──────── SUPPLIED RECORDS ────────

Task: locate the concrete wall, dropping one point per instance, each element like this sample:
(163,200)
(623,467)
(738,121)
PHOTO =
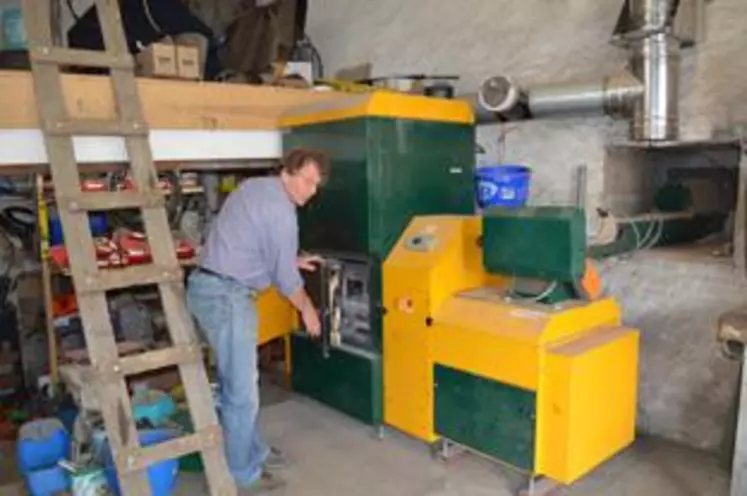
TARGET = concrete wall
(686,388)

────────

▶ _YOUR OBJECTIVE_
Copy out every row above word for word, leaving out the pictures.

▶ _OUTPUT BELOW_
Task: locate the concrete wall, dropping one point per instance, each element like this sample:
(163,200)
(623,467)
(738,121)
PHOTO =
TARGET = concrete wall
(686,388)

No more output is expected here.